*** Selected excerpt ***
Each channel has its own independent backpressure semaphore, so a spike in one channel doesn’t affect others.
Async Processing
For workloads that don’t need immediate responses, Orion supports async processing via a bounded trace queue:
# Submit for async processing (returns immediately with a trace ID)
curl -s -X POST http://localhost:8080/api/v1/data/orders/async \
-H "Content-Type: application/json" \
-d '{ "data": { "order_id": "ORD-123" } }'
# Poll for the result
curl -s http://localhost:8080/api/v1/data/traces/{trace-id}
The queue is backed by tokio::sync::mpsc channels with configurable concurrency:
[queue]
workers = 4 # Concurrent trace workers
buffer_size = 1000 # Channel buffer for pending traces
processing_timeout_ms = 60000 # Per-trace processing timeout
max_result_size_bytes = 1048576 # Max size of trace result (1 MB)
max_queue_memory_bytes = 104857600 # Max memory for queued traces (100 MB)
Failed traces go to the dead letter queue with automatic retry:
[queue]
dlq_retry_enabled = true
dlq_max_retries = 5
dlq_poll_interval_secs = 30
Completed traces are cleaned up automatically based on retention policy:
[queue]
trace_retention_hours = 72
trace_cleanup_interval_secs = 3600
Horizontal Scaling
Orion is designed for single-instance simplicity with multi-instance capability. Each instance is stateless; all persistent data lives in the shared database.
*** Stored rows ***
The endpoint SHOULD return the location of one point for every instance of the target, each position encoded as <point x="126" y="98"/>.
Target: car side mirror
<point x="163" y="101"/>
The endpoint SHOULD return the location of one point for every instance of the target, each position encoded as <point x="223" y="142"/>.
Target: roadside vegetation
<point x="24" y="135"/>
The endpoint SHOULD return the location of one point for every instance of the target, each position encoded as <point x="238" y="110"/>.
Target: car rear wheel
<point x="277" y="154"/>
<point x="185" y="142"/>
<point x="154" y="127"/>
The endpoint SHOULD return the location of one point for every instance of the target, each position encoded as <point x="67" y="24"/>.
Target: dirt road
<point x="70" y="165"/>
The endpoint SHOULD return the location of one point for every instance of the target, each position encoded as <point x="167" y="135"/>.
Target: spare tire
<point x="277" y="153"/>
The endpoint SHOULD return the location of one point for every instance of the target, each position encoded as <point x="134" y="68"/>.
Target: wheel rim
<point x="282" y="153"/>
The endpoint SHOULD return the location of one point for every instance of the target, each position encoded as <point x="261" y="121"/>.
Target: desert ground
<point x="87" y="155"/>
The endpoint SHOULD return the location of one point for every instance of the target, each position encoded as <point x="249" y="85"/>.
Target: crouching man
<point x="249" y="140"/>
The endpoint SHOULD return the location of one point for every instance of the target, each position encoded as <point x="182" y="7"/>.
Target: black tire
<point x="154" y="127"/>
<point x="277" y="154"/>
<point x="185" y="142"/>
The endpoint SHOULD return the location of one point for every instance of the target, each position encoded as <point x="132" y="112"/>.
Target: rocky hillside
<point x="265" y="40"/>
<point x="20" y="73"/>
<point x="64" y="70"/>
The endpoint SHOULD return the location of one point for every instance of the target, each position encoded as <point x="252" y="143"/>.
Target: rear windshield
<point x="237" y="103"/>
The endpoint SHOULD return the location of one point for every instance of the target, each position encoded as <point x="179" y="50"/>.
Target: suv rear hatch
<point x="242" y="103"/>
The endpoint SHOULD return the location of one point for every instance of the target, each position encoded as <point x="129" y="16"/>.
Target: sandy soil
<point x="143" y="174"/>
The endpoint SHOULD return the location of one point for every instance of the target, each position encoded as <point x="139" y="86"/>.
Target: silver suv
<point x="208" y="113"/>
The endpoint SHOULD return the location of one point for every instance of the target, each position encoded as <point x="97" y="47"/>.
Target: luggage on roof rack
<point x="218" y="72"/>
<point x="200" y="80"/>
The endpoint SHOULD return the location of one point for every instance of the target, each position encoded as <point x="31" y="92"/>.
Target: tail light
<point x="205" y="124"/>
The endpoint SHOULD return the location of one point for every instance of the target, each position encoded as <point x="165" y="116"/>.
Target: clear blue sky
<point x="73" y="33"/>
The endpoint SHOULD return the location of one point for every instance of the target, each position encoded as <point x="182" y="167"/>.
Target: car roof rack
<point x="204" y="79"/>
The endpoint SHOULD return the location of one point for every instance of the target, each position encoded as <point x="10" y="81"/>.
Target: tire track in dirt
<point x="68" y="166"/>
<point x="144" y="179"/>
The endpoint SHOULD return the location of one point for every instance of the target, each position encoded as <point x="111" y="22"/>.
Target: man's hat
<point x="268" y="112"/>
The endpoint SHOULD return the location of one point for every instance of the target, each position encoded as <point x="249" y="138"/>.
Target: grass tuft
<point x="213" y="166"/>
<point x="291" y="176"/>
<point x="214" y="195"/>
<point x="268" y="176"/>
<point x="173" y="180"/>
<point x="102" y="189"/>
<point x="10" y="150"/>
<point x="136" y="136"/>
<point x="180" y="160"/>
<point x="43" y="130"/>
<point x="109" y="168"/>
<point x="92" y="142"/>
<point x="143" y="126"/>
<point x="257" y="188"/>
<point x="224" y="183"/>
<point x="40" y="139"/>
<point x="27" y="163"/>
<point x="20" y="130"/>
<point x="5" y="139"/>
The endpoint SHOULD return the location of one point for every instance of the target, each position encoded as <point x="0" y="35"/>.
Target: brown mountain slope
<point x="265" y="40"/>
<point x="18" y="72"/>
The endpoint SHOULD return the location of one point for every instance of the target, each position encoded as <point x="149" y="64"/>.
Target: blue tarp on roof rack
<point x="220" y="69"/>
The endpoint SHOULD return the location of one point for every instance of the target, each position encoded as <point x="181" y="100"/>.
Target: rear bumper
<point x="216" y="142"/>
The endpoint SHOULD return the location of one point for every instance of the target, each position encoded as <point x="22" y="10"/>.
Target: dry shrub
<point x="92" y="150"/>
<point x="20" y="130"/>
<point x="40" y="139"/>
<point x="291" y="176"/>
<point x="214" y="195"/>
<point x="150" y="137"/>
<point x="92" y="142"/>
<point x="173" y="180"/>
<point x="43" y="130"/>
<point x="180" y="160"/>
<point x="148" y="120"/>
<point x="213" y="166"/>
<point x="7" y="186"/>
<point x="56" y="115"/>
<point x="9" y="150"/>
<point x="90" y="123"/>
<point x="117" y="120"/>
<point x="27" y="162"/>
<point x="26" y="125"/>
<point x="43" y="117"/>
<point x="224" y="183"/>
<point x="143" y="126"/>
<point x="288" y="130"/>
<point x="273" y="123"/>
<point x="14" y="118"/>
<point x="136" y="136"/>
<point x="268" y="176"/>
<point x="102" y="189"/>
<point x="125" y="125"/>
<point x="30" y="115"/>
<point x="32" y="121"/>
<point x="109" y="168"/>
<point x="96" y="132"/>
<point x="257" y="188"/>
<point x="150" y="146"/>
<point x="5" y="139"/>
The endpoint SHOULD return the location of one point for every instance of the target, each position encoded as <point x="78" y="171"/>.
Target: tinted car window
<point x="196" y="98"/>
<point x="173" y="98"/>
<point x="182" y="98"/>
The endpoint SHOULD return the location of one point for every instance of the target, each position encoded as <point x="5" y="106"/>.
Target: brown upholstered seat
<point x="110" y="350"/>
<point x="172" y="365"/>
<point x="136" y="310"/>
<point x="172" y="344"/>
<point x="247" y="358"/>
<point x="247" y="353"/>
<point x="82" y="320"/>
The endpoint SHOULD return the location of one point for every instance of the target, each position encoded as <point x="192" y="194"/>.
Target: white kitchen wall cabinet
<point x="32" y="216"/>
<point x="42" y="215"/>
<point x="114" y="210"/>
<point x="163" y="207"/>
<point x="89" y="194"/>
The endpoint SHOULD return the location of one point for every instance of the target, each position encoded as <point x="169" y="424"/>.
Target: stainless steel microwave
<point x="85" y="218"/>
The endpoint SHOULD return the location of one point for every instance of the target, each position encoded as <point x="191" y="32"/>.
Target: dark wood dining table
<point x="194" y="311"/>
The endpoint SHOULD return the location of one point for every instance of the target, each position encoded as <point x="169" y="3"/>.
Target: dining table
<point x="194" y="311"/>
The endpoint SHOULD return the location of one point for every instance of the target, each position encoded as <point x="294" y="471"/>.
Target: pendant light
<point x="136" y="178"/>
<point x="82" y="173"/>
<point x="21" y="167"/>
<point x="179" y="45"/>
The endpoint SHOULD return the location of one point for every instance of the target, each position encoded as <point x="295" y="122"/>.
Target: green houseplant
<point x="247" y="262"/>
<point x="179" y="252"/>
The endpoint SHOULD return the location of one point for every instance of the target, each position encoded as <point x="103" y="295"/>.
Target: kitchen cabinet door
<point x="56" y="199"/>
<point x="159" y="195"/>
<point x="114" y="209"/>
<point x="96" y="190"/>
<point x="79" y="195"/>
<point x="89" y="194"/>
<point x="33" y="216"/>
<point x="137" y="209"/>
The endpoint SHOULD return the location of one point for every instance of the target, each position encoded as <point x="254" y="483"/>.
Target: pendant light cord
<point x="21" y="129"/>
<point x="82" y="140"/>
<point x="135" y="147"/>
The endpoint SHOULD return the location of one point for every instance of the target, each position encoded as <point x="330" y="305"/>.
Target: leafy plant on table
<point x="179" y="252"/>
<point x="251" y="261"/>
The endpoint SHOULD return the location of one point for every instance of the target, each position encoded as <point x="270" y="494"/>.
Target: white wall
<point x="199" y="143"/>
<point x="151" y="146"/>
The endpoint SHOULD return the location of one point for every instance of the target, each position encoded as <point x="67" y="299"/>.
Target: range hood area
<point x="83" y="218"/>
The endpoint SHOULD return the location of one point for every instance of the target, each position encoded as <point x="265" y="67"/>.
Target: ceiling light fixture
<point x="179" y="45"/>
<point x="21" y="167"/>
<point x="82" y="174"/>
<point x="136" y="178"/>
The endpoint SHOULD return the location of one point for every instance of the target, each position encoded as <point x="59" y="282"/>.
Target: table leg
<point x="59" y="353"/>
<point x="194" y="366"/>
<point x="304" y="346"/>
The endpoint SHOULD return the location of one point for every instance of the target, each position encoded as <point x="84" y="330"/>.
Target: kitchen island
***
Continue the Orion documentation excerpt on async processing and scaling, starting right after its last sentence.

■ Expected output
What works across instances:
| Component | How It Works |
|---|---|
| Database | All instances share the same database (PostgreSQL or MySQL recommended) |
| Kafka consumers | Consumer groups handle partition assignment automatically |
| Traces | Stored in the shared database; queries return consistent results |
| Workflows & Channels | Definitions live in the database; all instances load the same set |
| Audit logs | Stored in the shared database regardless of which instance handles the request |
Per-Instance State
The following components use in-memory state that is local to each instance:
| Component | Impact | Workaround |
|---|---|---|
| Rate Limiting | 3 instances at 100 RPS = 300 RPS effective global limit | Sticky sessions; divide configured RPS by instance count |
| Request Deduplication | Same idempotency key on two instances → processed twice | Sticky sessions, or Redis-backed dedup store |
| Response Caching | Lower cache hit rates (each instance has a cold cache) | Sticky sessions, or Redis-backed cache connector |
| Circuit Breakers | One instance may trip while others keep sending | Acceptable; monitor /health on each instance |
| Engine State | POST /admin/engine/reload only reloads the receiving instance | Script reload to hit all instances (see below) |
Reload all instances:
for host in $INSTANCE_HOSTS; do
curl -X POST "http://$host:8080/api/v1/admin/engine/reload" \
-H "Authorization: Bearer $API_KEY"
done
Alternatively, use a rolling restart strategy with your orchestrator (e.g., Kubernetes rolling deployment).
Topology Control
Use channel include/exclude filters to run different Orion instances for different channel groups:
# Instance A: order processing
[channels]
include = ["orders.*", "payments.*"]
# Instance B: analytics and reporting
[channels]
include = ["analytics.*", "reports.*"]
This enables microservice-style deployment where each instance handles a subset of channels, all sharing the same database.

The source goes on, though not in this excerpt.